• [Records to process]:
■ ■ ■
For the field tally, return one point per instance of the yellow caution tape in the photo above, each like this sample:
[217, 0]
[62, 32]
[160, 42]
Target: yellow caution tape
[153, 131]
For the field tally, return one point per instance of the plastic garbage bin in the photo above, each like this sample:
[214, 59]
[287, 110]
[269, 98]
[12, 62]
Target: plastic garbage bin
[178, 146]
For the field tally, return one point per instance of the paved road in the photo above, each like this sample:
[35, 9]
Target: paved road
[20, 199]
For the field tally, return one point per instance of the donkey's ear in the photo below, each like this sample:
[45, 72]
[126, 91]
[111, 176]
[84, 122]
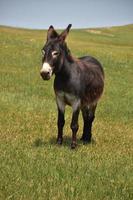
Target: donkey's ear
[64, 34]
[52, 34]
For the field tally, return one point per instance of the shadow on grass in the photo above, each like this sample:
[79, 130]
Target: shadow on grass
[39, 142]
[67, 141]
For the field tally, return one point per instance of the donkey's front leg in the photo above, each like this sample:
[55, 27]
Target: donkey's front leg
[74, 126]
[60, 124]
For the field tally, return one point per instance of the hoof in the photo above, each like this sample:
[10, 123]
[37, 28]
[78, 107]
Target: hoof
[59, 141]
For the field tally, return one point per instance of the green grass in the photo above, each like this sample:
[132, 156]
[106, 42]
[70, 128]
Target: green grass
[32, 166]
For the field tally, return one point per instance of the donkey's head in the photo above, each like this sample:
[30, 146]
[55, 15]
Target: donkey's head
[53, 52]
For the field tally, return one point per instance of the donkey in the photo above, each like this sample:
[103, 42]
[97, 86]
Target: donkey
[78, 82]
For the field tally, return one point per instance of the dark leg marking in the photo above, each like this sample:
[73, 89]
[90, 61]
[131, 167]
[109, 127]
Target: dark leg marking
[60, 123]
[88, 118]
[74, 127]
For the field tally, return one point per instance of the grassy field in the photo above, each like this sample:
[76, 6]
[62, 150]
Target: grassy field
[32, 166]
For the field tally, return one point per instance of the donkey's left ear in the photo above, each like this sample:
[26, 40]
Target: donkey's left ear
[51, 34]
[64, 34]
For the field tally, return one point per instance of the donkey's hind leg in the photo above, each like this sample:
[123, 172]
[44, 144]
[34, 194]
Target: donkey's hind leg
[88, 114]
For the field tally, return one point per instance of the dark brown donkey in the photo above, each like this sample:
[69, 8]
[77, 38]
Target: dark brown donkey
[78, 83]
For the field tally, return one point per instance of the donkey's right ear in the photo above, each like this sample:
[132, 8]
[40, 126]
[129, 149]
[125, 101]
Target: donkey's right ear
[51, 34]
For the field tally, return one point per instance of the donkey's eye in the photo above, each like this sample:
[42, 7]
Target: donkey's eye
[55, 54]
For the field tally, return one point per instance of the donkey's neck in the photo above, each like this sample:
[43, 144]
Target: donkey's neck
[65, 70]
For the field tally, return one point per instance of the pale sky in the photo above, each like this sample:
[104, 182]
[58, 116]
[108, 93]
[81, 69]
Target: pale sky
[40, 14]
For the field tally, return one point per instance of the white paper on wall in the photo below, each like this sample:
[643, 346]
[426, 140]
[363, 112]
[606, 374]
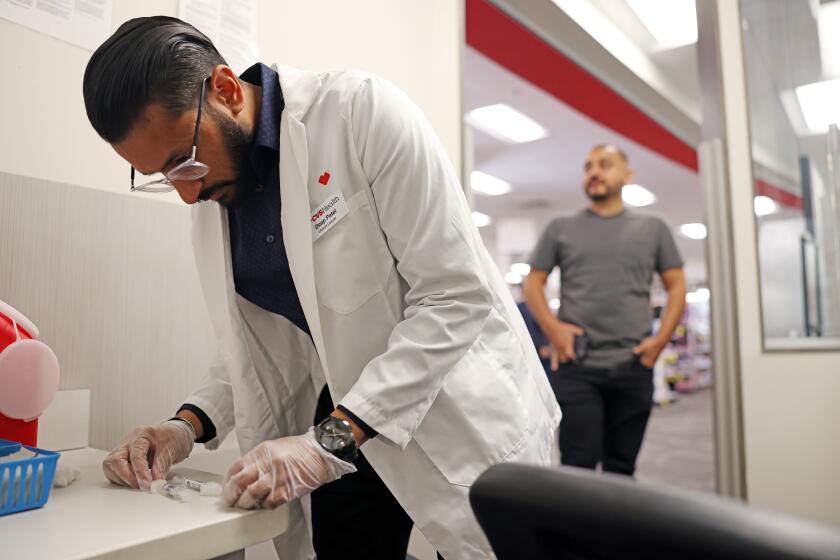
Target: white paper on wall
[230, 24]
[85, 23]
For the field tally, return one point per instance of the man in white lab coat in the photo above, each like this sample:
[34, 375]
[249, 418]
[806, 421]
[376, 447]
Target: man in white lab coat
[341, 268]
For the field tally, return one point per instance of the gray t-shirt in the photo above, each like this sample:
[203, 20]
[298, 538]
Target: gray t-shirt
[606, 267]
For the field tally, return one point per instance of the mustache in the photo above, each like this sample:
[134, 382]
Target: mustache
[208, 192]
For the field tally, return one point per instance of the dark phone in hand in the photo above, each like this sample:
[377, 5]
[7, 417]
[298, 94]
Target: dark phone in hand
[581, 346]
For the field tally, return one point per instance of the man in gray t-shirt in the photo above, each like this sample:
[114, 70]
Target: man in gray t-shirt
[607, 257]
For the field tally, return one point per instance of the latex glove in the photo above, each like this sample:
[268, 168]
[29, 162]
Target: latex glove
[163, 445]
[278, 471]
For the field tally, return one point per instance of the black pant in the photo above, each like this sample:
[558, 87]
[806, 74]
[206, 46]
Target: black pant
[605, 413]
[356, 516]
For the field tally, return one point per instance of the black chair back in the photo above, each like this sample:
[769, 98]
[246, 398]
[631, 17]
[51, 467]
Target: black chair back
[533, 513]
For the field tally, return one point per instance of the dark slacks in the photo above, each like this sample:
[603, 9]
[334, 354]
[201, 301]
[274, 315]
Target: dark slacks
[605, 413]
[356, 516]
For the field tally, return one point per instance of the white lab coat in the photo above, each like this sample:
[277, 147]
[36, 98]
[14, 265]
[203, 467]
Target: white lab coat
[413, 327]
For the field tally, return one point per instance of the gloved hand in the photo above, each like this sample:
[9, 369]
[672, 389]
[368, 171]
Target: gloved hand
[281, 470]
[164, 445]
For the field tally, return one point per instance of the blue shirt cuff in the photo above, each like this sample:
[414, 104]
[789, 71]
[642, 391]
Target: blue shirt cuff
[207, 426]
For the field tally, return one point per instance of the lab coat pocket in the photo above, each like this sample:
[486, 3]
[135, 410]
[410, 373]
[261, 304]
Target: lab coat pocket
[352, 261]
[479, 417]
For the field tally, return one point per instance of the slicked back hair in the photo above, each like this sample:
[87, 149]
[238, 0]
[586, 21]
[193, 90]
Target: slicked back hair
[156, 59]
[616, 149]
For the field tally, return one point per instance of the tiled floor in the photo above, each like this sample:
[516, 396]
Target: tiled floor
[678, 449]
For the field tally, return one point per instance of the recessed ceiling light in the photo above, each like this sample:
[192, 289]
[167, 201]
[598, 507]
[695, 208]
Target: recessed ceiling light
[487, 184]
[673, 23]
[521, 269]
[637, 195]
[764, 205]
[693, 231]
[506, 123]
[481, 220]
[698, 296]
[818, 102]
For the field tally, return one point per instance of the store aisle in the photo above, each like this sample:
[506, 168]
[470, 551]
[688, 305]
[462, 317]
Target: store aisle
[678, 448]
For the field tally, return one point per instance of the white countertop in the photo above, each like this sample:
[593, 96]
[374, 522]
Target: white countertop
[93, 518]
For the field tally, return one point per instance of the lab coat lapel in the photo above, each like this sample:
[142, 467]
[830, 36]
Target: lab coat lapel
■ ■ ■
• [Prompt]:
Report each line of the records that holds the word "below".

• [Worked solution]:
For the field tally, return one point per instance of the donkey's ear in the photo below, each like this sample:
For the field tally, return one point per instance of the white paper on wall in the photo below, each like this sample:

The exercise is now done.